*EXERCISE INSTRUCTIONS*
Show every line of the data that includes the word "pupil".

Referring expression pointing data
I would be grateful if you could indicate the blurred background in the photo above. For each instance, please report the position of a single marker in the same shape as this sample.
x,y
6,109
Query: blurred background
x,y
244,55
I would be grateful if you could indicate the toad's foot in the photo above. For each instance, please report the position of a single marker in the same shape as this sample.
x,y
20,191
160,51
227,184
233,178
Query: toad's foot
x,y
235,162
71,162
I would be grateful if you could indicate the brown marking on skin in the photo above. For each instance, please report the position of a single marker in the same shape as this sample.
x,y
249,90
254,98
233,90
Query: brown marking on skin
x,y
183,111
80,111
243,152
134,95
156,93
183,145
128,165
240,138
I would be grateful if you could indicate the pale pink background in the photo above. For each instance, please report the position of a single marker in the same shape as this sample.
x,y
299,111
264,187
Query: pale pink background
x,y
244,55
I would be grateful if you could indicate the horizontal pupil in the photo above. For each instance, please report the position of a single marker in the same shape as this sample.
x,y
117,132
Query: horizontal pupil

==

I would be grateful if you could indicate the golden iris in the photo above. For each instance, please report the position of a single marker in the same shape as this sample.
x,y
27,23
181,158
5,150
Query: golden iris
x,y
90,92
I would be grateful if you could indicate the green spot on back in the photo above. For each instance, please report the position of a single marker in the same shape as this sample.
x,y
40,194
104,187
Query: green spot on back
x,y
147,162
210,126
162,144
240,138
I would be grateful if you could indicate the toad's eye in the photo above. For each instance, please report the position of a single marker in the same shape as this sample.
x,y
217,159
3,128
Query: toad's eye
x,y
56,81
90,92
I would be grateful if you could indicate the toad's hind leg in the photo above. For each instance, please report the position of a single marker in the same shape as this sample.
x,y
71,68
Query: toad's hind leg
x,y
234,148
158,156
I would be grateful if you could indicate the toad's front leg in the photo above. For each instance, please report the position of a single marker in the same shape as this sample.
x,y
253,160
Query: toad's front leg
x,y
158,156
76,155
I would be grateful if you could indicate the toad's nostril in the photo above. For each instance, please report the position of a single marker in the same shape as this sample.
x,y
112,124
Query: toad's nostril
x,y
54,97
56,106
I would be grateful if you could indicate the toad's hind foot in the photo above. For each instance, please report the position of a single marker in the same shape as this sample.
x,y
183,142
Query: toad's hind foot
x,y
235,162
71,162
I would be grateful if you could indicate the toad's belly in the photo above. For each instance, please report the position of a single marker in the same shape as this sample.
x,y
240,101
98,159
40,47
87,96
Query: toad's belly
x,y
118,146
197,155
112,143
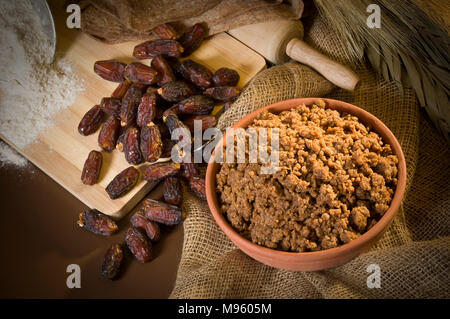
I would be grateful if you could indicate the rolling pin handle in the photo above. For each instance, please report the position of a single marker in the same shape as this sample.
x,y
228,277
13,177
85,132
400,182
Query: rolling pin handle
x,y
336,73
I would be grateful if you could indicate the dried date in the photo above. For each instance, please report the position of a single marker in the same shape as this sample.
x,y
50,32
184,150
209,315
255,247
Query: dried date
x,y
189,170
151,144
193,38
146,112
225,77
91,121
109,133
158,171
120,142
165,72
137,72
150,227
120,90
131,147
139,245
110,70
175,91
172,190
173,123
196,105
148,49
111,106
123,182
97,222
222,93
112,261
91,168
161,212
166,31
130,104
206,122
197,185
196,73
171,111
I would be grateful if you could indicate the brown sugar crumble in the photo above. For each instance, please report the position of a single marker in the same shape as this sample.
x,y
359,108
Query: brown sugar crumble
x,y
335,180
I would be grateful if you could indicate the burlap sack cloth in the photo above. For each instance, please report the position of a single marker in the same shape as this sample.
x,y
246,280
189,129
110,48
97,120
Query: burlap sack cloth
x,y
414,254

---

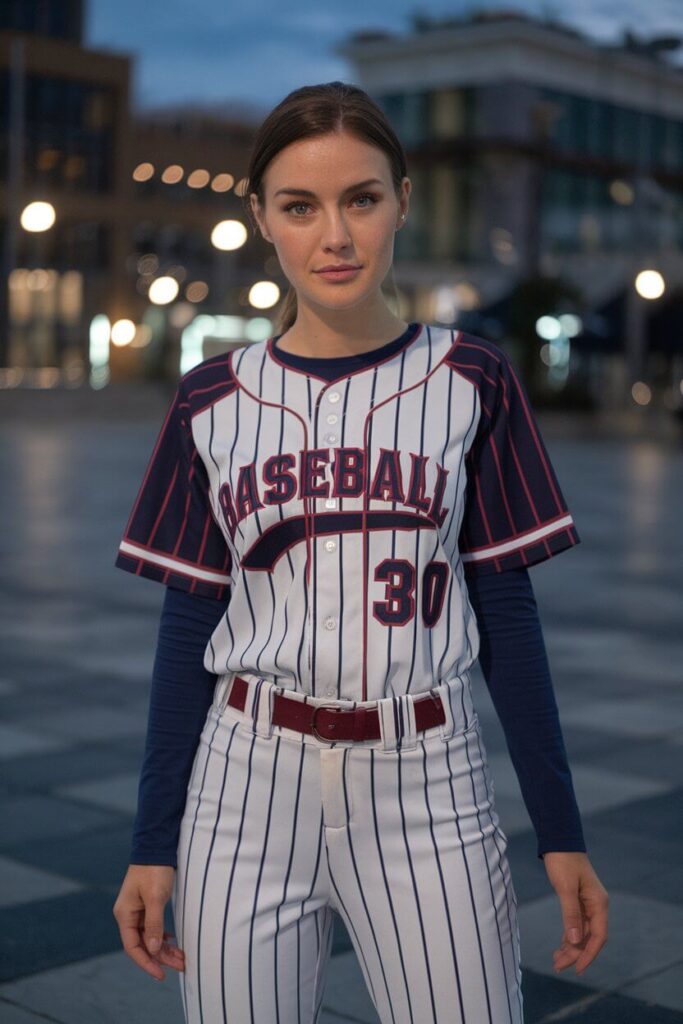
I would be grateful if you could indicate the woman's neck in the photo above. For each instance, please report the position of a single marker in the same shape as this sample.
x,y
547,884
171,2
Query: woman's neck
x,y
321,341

*EXPECTED OUTPUT*
I would be grateful if you could indicate the horizontal pupil in the photo above. For each instance, please report the position of a single marker in the same shape as this sample.
Query: horizontal pupil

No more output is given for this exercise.